### INPUT

++++++++++++++++++++

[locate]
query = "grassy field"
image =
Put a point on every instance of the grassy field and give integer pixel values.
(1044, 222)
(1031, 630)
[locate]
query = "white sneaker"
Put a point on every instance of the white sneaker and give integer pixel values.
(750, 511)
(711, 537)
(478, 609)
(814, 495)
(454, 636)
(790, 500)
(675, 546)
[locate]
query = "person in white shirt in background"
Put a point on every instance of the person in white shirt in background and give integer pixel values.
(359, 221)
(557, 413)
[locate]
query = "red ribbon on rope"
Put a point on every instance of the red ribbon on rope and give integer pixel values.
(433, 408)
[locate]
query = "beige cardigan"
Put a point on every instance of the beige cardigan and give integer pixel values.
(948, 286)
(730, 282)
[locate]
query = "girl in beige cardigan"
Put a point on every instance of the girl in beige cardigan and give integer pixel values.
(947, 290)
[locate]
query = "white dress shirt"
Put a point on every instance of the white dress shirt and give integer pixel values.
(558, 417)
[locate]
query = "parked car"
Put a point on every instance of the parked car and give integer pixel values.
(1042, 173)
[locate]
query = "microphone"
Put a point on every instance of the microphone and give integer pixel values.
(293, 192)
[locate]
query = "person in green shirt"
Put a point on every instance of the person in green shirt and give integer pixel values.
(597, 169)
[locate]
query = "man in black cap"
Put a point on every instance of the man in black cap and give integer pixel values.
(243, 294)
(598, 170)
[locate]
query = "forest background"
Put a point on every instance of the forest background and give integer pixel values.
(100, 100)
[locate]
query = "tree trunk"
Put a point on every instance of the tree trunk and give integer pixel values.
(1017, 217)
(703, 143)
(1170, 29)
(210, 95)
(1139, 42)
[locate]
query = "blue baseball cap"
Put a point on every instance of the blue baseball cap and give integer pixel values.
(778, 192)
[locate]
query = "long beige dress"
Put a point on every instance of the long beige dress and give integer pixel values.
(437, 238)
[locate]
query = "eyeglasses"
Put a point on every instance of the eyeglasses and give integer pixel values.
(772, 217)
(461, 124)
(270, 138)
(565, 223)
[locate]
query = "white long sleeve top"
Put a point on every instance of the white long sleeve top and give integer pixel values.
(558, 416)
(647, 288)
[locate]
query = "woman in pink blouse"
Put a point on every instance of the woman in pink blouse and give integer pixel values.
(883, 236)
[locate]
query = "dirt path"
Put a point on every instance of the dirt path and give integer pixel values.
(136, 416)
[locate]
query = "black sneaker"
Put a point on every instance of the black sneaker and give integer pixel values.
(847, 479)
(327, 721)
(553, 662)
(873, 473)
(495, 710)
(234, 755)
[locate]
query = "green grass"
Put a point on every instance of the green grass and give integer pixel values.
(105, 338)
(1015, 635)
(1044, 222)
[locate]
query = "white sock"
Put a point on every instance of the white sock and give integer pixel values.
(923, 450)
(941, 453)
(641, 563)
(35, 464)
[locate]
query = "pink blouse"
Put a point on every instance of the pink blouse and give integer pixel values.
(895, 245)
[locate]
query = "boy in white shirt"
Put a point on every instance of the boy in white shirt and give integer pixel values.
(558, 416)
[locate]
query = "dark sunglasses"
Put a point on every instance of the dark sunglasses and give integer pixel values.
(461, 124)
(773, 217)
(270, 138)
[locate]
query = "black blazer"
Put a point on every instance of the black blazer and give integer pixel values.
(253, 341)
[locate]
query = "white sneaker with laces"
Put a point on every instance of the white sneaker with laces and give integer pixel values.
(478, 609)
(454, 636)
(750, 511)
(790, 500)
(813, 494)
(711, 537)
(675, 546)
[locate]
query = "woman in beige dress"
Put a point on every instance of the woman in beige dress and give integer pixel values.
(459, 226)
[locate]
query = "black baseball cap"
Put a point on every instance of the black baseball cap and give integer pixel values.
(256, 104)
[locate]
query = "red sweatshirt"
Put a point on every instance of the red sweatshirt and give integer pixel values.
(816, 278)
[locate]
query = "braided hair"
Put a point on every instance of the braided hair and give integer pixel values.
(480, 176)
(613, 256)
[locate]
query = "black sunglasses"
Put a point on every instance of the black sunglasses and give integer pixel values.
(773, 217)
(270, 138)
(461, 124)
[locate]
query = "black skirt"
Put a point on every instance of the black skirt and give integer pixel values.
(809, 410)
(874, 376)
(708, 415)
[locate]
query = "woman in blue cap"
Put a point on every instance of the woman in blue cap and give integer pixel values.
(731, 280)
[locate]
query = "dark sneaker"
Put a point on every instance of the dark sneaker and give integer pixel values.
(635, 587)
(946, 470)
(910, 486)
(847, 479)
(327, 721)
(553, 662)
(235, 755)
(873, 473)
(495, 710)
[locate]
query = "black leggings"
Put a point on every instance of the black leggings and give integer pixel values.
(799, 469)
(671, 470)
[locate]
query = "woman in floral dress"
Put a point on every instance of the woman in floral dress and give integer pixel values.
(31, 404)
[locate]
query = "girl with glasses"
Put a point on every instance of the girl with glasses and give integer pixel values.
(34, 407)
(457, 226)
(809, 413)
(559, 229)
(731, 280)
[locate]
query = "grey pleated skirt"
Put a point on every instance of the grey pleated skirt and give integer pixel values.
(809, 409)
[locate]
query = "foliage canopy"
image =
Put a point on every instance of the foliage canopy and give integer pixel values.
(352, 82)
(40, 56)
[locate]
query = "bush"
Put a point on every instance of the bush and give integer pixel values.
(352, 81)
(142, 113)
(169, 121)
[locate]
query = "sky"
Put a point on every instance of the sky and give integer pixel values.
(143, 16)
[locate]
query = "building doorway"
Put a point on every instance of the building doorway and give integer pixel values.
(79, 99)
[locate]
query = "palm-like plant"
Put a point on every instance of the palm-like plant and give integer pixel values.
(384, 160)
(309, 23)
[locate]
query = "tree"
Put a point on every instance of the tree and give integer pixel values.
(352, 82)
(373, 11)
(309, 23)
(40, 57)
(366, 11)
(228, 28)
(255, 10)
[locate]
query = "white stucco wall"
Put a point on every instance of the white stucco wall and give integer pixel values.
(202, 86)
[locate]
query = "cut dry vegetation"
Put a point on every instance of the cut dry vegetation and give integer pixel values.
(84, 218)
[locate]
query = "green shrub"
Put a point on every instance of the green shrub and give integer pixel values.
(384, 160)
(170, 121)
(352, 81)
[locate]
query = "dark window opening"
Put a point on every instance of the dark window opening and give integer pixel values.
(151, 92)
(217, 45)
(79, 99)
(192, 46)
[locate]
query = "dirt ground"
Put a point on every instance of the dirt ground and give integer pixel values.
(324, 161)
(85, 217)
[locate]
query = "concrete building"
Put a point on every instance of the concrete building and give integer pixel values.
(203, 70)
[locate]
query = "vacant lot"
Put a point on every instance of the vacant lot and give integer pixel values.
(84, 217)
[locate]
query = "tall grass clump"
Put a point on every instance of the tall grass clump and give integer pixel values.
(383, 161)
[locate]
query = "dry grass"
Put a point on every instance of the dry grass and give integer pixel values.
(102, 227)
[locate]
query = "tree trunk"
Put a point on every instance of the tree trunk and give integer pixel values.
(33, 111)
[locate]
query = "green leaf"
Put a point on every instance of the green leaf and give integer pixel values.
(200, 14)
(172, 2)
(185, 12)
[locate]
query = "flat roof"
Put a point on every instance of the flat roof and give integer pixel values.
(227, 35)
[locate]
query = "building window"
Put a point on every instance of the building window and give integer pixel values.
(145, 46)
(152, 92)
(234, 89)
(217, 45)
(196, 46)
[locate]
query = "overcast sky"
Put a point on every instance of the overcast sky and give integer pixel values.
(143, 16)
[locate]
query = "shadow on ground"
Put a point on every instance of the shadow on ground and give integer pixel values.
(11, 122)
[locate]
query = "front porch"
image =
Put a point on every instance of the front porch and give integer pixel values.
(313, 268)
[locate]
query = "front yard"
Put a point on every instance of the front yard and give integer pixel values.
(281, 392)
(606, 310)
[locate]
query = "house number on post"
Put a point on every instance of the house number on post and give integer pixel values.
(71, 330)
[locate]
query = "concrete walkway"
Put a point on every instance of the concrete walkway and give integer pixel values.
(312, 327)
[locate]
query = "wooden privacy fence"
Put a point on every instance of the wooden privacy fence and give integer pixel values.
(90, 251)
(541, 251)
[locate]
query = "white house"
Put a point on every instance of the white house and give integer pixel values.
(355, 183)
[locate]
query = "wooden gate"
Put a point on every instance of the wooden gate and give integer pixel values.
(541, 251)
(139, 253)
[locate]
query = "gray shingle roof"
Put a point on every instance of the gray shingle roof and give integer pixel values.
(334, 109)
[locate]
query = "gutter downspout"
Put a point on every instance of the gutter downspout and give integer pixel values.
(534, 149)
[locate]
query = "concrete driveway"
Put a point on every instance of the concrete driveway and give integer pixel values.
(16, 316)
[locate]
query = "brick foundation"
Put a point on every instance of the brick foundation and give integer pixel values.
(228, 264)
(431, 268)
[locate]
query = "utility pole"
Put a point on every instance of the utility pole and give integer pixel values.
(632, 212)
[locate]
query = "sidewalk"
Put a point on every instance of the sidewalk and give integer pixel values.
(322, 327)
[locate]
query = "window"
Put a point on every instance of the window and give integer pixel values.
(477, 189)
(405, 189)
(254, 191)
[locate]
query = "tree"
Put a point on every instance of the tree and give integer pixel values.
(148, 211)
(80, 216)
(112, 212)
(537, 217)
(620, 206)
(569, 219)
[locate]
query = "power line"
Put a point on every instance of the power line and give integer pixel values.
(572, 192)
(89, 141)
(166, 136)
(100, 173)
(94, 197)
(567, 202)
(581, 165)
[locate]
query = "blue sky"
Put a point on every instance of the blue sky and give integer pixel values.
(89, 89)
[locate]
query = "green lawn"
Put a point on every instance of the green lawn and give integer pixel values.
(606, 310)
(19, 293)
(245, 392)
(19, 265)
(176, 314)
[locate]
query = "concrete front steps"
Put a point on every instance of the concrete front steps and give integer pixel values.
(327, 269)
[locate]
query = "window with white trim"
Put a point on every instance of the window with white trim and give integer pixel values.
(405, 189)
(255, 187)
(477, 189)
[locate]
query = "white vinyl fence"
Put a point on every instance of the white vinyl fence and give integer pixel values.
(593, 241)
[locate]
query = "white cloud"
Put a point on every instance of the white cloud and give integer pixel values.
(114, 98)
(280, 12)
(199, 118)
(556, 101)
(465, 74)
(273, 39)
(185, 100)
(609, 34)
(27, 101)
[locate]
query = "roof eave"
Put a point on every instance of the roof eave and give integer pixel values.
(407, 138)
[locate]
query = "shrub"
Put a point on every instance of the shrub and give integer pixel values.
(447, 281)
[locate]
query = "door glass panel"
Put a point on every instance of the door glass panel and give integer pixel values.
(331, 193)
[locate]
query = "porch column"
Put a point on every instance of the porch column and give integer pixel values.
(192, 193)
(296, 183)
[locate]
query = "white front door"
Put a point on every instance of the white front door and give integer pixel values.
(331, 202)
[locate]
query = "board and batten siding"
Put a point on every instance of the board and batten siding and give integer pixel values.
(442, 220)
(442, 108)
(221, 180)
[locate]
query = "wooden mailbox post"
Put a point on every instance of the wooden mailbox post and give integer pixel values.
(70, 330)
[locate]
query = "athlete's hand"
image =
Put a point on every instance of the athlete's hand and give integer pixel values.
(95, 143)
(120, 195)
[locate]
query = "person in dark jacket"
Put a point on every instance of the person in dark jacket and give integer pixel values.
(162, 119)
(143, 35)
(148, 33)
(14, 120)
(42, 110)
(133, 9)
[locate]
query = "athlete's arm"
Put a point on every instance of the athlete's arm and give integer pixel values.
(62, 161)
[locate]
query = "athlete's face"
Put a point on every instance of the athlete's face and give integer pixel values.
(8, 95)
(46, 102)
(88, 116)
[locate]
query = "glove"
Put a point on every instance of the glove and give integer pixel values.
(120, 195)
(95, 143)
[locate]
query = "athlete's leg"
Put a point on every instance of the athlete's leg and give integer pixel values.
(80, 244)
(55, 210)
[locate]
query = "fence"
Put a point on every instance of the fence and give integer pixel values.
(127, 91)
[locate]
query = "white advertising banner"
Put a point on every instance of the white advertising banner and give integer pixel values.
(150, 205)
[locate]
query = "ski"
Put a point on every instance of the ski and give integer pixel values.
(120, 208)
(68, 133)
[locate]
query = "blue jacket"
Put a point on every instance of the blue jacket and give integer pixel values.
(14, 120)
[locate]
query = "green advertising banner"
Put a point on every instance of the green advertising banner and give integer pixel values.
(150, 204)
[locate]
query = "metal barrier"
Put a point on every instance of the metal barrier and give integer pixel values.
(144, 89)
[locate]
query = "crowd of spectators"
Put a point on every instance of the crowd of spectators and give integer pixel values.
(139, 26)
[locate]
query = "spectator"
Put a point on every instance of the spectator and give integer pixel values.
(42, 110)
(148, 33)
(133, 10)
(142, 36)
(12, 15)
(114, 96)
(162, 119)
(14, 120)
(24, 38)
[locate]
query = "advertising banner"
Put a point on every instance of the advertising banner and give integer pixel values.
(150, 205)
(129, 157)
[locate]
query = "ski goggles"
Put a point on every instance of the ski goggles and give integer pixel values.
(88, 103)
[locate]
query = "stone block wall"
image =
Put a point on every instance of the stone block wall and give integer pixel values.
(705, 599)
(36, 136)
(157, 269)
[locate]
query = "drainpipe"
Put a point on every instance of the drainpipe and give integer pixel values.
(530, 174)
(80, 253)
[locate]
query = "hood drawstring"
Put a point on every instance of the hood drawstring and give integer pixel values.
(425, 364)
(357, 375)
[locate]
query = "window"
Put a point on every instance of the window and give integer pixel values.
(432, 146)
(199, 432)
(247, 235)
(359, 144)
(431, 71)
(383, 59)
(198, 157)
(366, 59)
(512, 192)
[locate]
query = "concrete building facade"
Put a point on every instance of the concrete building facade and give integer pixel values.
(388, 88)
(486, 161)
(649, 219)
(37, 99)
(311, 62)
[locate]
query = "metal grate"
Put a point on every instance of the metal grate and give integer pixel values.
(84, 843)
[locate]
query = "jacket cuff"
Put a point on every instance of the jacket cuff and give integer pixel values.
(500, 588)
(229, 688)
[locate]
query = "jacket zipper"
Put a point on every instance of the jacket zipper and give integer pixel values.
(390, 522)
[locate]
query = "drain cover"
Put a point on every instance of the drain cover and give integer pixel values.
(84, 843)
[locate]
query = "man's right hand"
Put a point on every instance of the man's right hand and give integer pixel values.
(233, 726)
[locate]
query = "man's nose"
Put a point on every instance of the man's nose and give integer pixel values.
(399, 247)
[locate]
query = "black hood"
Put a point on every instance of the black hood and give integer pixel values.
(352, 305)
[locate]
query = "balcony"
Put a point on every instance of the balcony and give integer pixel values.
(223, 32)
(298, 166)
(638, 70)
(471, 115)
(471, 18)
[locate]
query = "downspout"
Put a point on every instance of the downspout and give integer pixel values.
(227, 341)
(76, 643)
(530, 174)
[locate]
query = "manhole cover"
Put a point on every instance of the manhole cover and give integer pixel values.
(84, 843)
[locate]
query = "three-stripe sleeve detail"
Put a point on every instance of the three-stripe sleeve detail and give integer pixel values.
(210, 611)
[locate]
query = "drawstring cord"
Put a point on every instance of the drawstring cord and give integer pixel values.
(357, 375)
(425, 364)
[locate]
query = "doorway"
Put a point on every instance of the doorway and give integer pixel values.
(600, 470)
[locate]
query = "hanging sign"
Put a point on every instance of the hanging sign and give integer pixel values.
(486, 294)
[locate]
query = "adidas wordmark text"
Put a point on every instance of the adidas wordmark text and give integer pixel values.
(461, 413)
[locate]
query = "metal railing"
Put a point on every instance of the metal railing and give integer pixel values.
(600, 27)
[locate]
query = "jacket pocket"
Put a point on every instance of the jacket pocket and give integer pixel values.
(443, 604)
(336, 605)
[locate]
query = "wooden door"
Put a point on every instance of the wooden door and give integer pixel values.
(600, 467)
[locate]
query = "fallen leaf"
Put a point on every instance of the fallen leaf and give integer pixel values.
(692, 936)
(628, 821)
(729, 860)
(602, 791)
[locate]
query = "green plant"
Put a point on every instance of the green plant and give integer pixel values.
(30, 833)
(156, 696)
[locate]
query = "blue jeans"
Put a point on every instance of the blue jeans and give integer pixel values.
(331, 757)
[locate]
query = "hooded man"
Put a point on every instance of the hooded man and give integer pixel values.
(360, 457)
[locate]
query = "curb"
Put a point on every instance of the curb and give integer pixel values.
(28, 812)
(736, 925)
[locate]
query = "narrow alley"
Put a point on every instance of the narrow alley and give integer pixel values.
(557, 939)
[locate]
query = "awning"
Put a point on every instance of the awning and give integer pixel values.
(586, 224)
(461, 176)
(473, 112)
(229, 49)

++++++++++++++++++++

Count the lines in the listing above that contain the string "pink", and report only that number.

### ANSWER TO THE EXERCISE
4